--- START OF TEXT BLOCK ---

Amaryllis Hope Fox (born Amaryllis Damerell Thornber; September 22, 1980) is an American writer, television host, public speaker, and former Central Intelligence Agency (CIA) officer. She departed from her role at the CIA in 2010. Subsequently, Fox authored a memoir about her time in the CIA, entitled Life Undercover: Coming of Age in the CIA, published by Knopf Doubleday in October 2019. She is the host of the six-episode Netflix documentary series The Business of Drugs, released in July 2020.

Early life and education 
Fox was born Amaryllis Damerell Thornber in New York City. Her mother, Lalage Damerell, is an English retired actress. Her father was an economist. Fox's mother has since married billionaire businessman Steven M. Rales. When Fox was eight years old, she suffered the loss of her friend Laura in the bombing of Pan Am Flight 103 over Lockerbie, Scotland. She said of the event in an interview with the CBC, "I remember being very, very overwhelmed by the loss and my dad intervened and said, you have to understand the forces that took her or they will drown you." Fox describes the moment as pivotal for catalyzing increased awareness of current events and geopolitical conditions.

Growing up in Washington, D.C. and London, Fox attended the National Cathedral School beginning in eighth grade and graduated in 1998; she attended The American School in London during tenth grade. She completed undergraduate studies at the University of Oxford in 2002. Fox stated that while at Oxford, she rebuffed approaches from the Secret Intelligence Service. Prior to Fox's final year at Oxford, the September 11 attacks took place while she was visiting family in Washington, D.C.; subsequently, she decided to pursue a master's degree in conflict and terrorism at the Walsh School of Foreign Service. For her master's thesis, Fox developed an algorithm intended to identify local terrorist safe havens, which attracted attention from the CIA.

Career

Interview with Aung Sang Suu Kyi 
In 1999, at the age of 18, Fox clandestinely recorded an interview for the BBC with the Burmese leader Aung Sang Suu Kyi, then under house arrest. To arrange the meeting, Fox worked with a local dissident journalist with whom she communicated via taped messages inside the water tank of a toilet at a café in Rangoon. Her intent in the trip had been to make a secret recording of planned pro-democracy protests on September 9. A book, called "In the Quiet Land" was set to be published in 2002, with film rights optioned to Golden Square Pictures and screenplay by Nick Thomas.

Central Intelligence Agency 
Fox became one of the youngest female officers in the CIA at the age of 22, assigned to "non-official cover," entailing living abroad with a fake identity and no diplomatic protections. Fox states her work focused on preventing terror organizations from acquiring weapons of mass destruction, assuming the cover of an art dealer. After eight years at the agency, Fox left the CIA in 2010.

--- END OF TEXT BLOCK ---
--- START OF DATA EXTRACT ---

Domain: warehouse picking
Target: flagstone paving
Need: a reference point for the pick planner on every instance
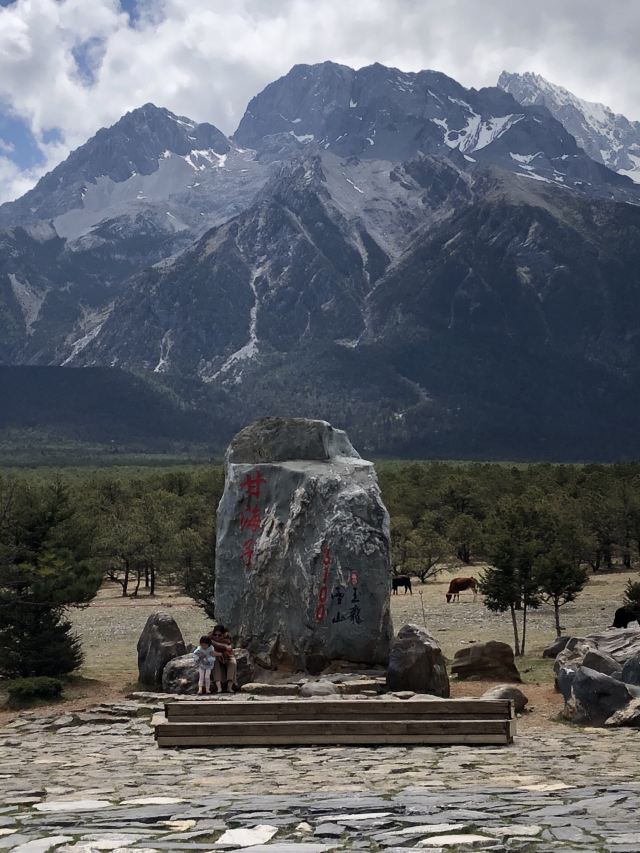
(95, 781)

--- END OF DATA EXTRACT ---

### WRITTEN TASK 1
In the biography of Amaryllis Fox, why did her father tell her, after her friend Laura died in the Lockerbie bombing, that she had to understand the forces that took her friend?
### WRITTEN TASK 2
From the biography of Amaryllis Fox, reproduce the passage that begins with the words containing "Early life and" and ends with "and geopolitical conditions.".

### FULL RESPONSE 1
Her father said that she had to understand the forces that took Laura, or else those forces would drown her. He said this because she felt very overwhelmed by the loss.

### FULL RESPONSE 2
Early life and education 
Fox was born Amaryllis Damerell Thornber in New York City. Her mother, Lalage Damerell, is an English retired actress. Her father was an economist. Fox's mother has since married billionaire businessman Steven M. Rales. When Fox was eight years old, she suffered the loss of her friend Laura in the bombing of Pan Am Flight 103 over Lockerbie, Scotland. She said of the event in an interview with the CBC, "I remember being very, very overwhelmed by the loss and my dad intervened and said, you have to understand the forces that took her or they will drown you." Fox describes the moment as pivotal for catalyzing increased awareness of current events and geopolitical conditions.